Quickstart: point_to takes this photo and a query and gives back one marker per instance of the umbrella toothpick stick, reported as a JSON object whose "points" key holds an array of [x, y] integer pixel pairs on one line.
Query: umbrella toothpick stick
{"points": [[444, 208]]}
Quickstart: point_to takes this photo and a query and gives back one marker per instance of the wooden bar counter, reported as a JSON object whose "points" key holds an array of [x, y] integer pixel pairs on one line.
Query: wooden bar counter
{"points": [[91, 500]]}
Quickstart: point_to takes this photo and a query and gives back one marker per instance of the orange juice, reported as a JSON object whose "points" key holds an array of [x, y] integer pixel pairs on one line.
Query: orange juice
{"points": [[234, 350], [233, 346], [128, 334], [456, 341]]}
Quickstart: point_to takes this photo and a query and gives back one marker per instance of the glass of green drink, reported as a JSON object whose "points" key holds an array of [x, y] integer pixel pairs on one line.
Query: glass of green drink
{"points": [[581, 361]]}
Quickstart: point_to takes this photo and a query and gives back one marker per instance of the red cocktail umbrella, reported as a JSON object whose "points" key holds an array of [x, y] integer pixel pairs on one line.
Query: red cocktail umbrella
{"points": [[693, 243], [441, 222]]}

------------------------------

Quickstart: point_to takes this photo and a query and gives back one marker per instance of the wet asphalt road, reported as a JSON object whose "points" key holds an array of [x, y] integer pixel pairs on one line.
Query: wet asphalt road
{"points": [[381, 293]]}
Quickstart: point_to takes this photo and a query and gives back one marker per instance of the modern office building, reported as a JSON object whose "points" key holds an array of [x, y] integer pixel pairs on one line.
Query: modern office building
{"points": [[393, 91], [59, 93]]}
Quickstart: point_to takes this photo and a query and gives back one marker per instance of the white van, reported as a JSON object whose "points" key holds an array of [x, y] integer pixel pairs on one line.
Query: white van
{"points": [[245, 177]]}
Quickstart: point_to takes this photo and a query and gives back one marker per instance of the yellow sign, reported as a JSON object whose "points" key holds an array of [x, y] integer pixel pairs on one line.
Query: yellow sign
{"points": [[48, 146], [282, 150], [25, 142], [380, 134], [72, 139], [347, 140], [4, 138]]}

------------------------------

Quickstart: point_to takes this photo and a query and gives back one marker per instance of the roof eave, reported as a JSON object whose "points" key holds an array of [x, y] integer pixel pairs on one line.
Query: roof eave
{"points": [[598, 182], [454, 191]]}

------------------------------

*Task item:*
Where the data above reaches the line holding "of the wooden", begin printing, and stop after the line holding "of the orange". Each line must be reproduced exactly, with nothing else added.

*Your solution:*
Quickstart: point_to takes this photo and a query and gives back one marker per instance of the wooden bar counter, reported as a JSON object whose "points" key holds an array of [x, y] integer pixel pairs on one line.
Query: wooden bar counter
{"points": [[91, 500]]}
Quickstart: point_to takes this photo and a query and gives back one marker per instance of the orange juice, reported as a JSON object whose "points" key holds an array of [x, y] integer pixel pairs on one line.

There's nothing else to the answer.